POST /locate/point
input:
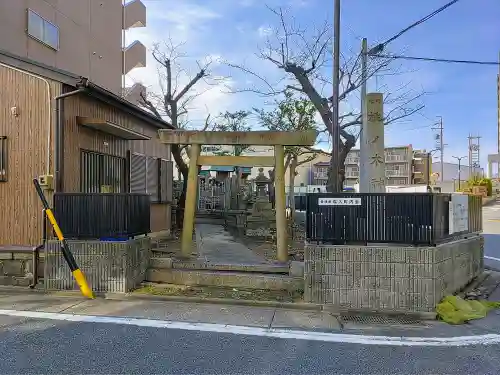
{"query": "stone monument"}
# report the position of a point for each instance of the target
(372, 158)
(261, 221)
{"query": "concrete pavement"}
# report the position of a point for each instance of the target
(491, 231)
(54, 334)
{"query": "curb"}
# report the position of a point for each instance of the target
(160, 298)
(217, 301)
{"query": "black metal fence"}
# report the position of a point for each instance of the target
(102, 216)
(404, 218)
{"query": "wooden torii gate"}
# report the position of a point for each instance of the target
(253, 138)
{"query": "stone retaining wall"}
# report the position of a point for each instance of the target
(16, 268)
(382, 277)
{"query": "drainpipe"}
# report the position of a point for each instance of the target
(49, 115)
(59, 141)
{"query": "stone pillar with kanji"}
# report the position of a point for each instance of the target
(373, 166)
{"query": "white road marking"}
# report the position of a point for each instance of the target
(490, 339)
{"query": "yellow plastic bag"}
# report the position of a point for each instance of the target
(455, 310)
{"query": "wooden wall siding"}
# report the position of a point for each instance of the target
(21, 222)
(152, 147)
(160, 217)
(77, 137)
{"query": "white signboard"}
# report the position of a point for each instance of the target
(339, 201)
(459, 213)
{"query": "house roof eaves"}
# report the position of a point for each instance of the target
(96, 91)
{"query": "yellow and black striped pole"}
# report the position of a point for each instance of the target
(68, 256)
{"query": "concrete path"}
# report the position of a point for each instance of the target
(216, 245)
(52, 335)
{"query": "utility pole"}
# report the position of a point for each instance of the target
(363, 154)
(334, 168)
(474, 156)
(440, 143)
(459, 158)
(498, 116)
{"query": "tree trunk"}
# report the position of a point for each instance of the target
(183, 168)
(291, 189)
(343, 155)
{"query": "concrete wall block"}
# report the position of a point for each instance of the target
(402, 270)
(22, 255)
(108, 266)
(393, 278)
(412, 255)
(396, 255)
(382, 270)
(427, 255)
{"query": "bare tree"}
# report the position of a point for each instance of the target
(174, 100)
(291, 114)
(304, 54)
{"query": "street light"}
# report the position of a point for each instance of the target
(429, 164)
(459, 158)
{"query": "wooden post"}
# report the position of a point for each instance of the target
(190, 204)
(279, 203)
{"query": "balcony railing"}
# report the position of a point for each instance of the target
(102, 215)
(403, 218)
(396, 158)
(351, 160)
(320, 175)
(394, 173)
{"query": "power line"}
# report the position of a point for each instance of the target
(420, 21)
(431, 59)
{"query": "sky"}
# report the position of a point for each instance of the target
(234, 31)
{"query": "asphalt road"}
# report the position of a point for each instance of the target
(58, 347)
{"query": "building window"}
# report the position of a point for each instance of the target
(43, 30)
(146, 177)
(101, 173)
(3, 159)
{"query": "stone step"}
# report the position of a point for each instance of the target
(200, 265)
(225, 279)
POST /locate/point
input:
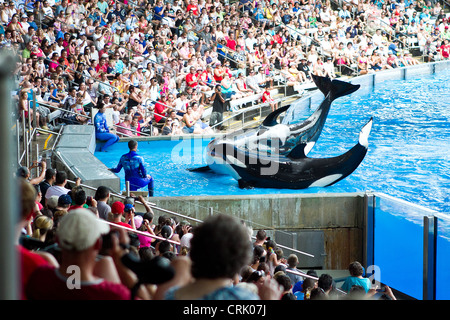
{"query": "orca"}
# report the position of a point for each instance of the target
(294, 171)
(273, 137)
(278, 138)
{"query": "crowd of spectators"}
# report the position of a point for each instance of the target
(124, 253)
(144, 59)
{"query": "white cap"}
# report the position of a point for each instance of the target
(80, 229)
(52, 202)
(185, 240)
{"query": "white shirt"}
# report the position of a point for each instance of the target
(56, 191)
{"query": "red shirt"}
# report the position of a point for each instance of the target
(231, 44)
(159, 108)
(29, 261)
(193, 8)
(46, 283)
(266, 94)
(192, 77)
(445, 49)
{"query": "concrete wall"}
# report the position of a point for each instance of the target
(340, 217)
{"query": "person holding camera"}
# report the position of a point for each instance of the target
(218, 107)
(135, 171)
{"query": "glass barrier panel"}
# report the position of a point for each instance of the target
(398, 244)
(443, 259)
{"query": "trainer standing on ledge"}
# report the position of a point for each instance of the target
(135, 172)
(101, 128)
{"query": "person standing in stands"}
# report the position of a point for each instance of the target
(102, 196)
(218, 107)
(50, 177)
(59, 188)
(135, 171)
(101, 128)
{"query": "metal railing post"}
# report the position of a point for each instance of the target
(9, 189)
(429, 257)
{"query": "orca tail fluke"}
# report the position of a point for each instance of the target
(245, 184)
(200, 169)
(364, 133)
(322, 83)
(271, 119)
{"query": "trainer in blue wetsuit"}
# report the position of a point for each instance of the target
(101, 129)
(135, 172)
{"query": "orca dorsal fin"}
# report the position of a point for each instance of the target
(341, 88)
(271, 119)
(298, 152)
(336, 88)
(322, 83)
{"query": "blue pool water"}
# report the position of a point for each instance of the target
(408, 156)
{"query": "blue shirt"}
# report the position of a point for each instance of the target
(133, 164)
(100, 123)
(355, 281)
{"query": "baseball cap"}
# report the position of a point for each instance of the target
(117, 207)
(79, 229)
(64, 199)
(52, 202)
(185, 240)
(138, 221)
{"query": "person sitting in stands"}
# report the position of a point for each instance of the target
(101, 128)
(79, 236)
(135, 171)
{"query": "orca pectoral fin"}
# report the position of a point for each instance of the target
(298, 152)
(200, 169)
(364, 133)
(245, 184)
(341, 88)
(271, 119)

========

Write the listing above out again exactly, dropping each image.

**Written solution:**
POST /locate/point
input:
{"query": "stone monument"}
# report the position of a point for each instance of the target
(372, 158)
(261, 221)
{"query": "concrete pavement"}
# report the position of a point for each instance of the target
(491, 231)
(54, 334)
{"query": "curb"}
# report the position of a point for each instance of the target
(160, 298)
(217, 301)
{"query": "black metal fence"}
# report the position of a point for each instance of the target
(102, 216)
(404, 218)
{"query": "wooden torii gate"}
# report the position of a point for each instance of the target
(253, 138)
{"query": "stone retaining wall"}
# report the position of a point for each instance of the target
(16, 268)
(382, 277)
{"query": "drainpipe"}
# report the position of a point for each instance of the target
(49, 115)
(59, 141)
{"query": "stone pillar with kanji"}
# report the position of a point for each instance of the target
(373, 166)
{"query": "white road marking"}
# report the position of a point for each instance of the target
(490, 339)
{"query": "yellow plastic bag"}
# report the position of a point for each instance of the target
(455, 310)
{"query": "wooden wall siding"}
# report the position of a point for each instance of the target
(21, 222)
(152, 147)
(160, 217)
(77, 137)
{"query": "white signboard"}
# report the position of a point for each instance of the target
(339, 201)
(459, 213)
{"query": "house roof eaves"}
# report the position of a point for each instance of the target
(96, 91)
{"query": "yellow and black striped pole"}
# report the position of a point for each instance of the target
(68, 256)
{"query": "concrete path"}
# report the position of a point for each instance of the target
(216, 245)
(52, 335)
{"query": "utility pole"}
# report the position of a point for each instance of the target
(363, 154)
(334, 168)
(474, 156)
(440, 143)
(459, 158)
(498, 116)
{"query": "tree trunk"}
# report the position of a point for each instance of the target
(183, 168)
(291, 189)
(343, 155)
{"query": "concrete wall block"}
# report the position of a point for each instance of the target
(402, 270)
(22, 255)
(108, 266)
(393, 278)
(412, 255)
(396, 255)
(382, 270)
(427, 255)
{"query": "bare tree"}
# report the position of a point for each instance of the target
(174, 100)
(291, 114)
(304, 54)
{"query": "street light"}
# report the position of a point for each instance of the target
(429, 164)
(459, 158)
{"query": "wooden post"}
# report the position of a point for each instance of the target
(190, 204)
(279, 203)
{"query": "balcony railing"}
# report the position of a point for each instance of the target
(102, 215)
(403, 218)
(396, 158)
(351, 160)
(320, 175)
(394, 173)
{"query": "power line"}
# report the position of a point for each instance of the target
(420, 21)
(431, 59)
{"query": "sky"}
# report the position of a point for each instance of the target
(234, 31)
{"query": "asphalt road"}
# report the position of a point for each instance of the target
(58, 347)
{"query": "building window"}
# report the position of a point for each instance of the target
(43, 30)
(146, 177)
(101, 173)
(3, 159)
{"query": "stone step"}
# report the position of a point for each instance of the target
(200, 265)
(225, 279)
POST /locate/point
input:
{"query": "orca"}
# report the position of a point for each instance of the target
(294, 171)
(273, 137)
(278, 138)
{"query": "crowd of spectators"}
# report the position of a point for each instance of the target
(124, 253)
(144, 59)
{"query": "white cap"}
# report the position of a point for each instance of the target
(80, 229)
(52, 202)
(185, 240)
{"query": "white shirt"}
# report the position of a point for each instance of the target
(56, 191)
{"query": "red shirt"}
# report the position of a point for each instance of the target
(231, 44)
(159, 108)
(29, 261)
(193, 8)
(46, 283)
(266, 94)
(192, 77)
(445, 49)
{"query": "concrete wall"}
# report the position of a point for each instance of the target
(340, 217)
{"query": "person holding camera"}
# report the position of a point for each instance of the target
(218, 107)
(135, 171)
{"query": "glass barrier panel"}
# report the position of a point for each instance of the target
(398, 244)
(443, 259)
{"query": "trainer standing on ledge"}
# report the position of a point for each instance of the target
(135, 172)
(101, 128)
{"query": "person standing in stands"}
# report the position of a point for each instance of the target
(102, 196)
(218, 107)
(50, 177)
(59, 188)
(135, 171)
(101, 128)
{"query": "metal railing post"}
# report the position of a point for each instance of the target
(9, 189)
(429, 257)
{"query": "orca tail fluke"}
# report the position of a point for each instance of the target
(245, 184)
(200, 169)
(364, 133)
(322, 83)
(271, 119)
{"query": "trainer in blue wetsuit"}
# report the position of a point for each instance of the target
(101, 129)
(135, 172)
{"query": "orca dorsal fin"}
# report the position of a point for each instance of the target
(341, 88)
(271, 119)
(298, 152)
(336, 88)
(322, 83)
{"query": "blue pool water"}
# report the position of a point for each instance of the target
(408, 156)
{"query": "blue shirt"}
# report the position of a point for each instance of the target
(133, 164)
(100, 123)
(355, 281)
{"query": "baseball cap"}
# report the position of a point for each instance of the target
(117, 207)
(79, 229)
(64, 199)
(52, 202)
(185, 240)
(138, 221)
{"query": "person sitting in stands"}
# report the position of a point for each instance of the target
(101, 128)
(79, 236)
(135, 171)
{"query": "orca pectoral fin"}
# report the position of a point for each instance of the target
(298, 152)
(200, 169)
(364, 133)
(245, 184)
(341, 88)
(271, 119)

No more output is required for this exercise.